==== Raw records
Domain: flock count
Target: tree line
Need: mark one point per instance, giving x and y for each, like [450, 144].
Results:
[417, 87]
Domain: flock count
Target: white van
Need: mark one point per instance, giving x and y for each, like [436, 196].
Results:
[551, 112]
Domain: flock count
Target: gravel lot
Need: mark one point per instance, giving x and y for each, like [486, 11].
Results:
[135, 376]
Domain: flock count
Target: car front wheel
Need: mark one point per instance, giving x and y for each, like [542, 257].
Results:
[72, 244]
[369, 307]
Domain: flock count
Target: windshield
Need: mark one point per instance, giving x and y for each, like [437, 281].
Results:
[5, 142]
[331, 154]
========
- [What is needed]: Type out the material again exactly as presented.

- [Exercise solution]:
Domain: flock count
Target: tree line
Need: mark one point per instance, giving x and y for each, like [450, 144].
Results:
[417, 87]
Domain: flock count
Target: white van
Need: mark one point per instance, giving x and y for each, like [436, 196].
Results:
[551, 112]
Domain: flock count
Target: gravel lot
Need: mark one point per instance, giving x and y for each, like [486, 11].
Results:
[135, 376]
Domain: flock count
Target: car front wheel
Need: mark one point per instance, giving x and y for each, like [542, 257].
Results:
[72, 244]
[369, 307]
Domain: flock count
Target: windshield
Need: mark one point per instance, giving x and y for each, like [437, 281].
Results:
[5, 142]
[331, 154]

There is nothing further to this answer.